What is needed is an exact repeat of the lines from the line containing "Target: concrete wall" through the final line of the entries below, and nothing else.

- - -

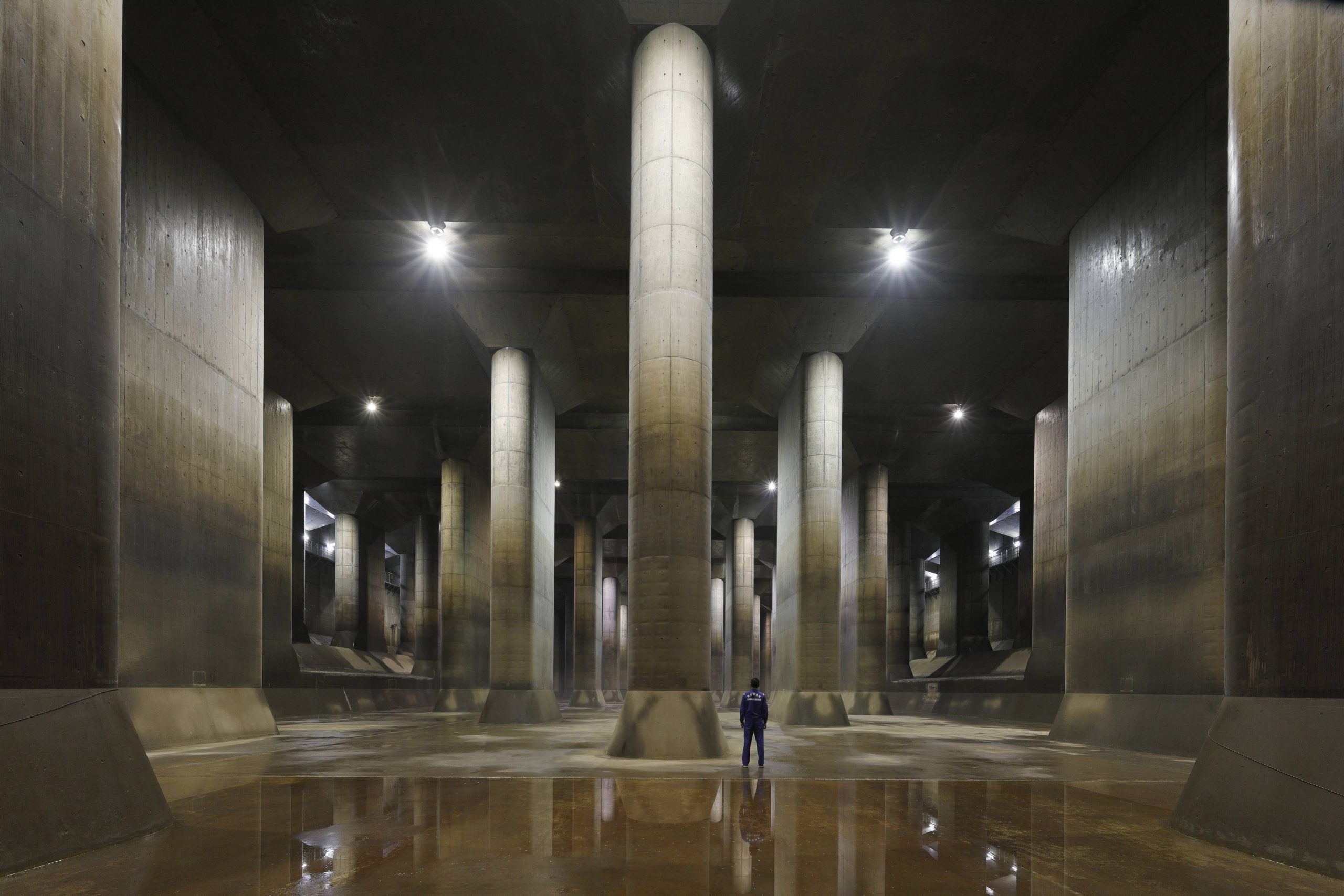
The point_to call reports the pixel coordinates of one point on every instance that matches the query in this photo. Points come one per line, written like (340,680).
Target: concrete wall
(280,668)
(1050,547)
(75,775)
(1147,419)
(191,433)
(1268,778)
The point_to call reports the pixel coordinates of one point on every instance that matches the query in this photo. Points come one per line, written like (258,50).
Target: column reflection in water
(668,833)
(745,835)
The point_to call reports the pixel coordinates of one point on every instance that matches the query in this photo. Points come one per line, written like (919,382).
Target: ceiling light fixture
(436,249)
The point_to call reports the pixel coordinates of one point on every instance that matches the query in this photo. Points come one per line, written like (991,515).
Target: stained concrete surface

- - -

### RESPONSE TO THE EXERCISE
Target: concrete wall
(280,668)
(1050,547)
(75,775)
(1147,419)
(191,433)
(1268,778)
The point_to call reports the pixel coordinates of one point on every instance that matches the query in this photo. Points come one per line, written like (258,50).
Target: column reflection in water
(668,833)
(745,835)
The point_to call reports the pixel coordinates of one point on every instance that matches the query in this photo. Points come one per line, written like (919,382).
Target: ceiling light fixture
(436,249)
The point_to call reports the pixel coordinates of one point on every instance that matches the query in this photo. Points come one per line, written like (991,515).
Target: stained concrete surface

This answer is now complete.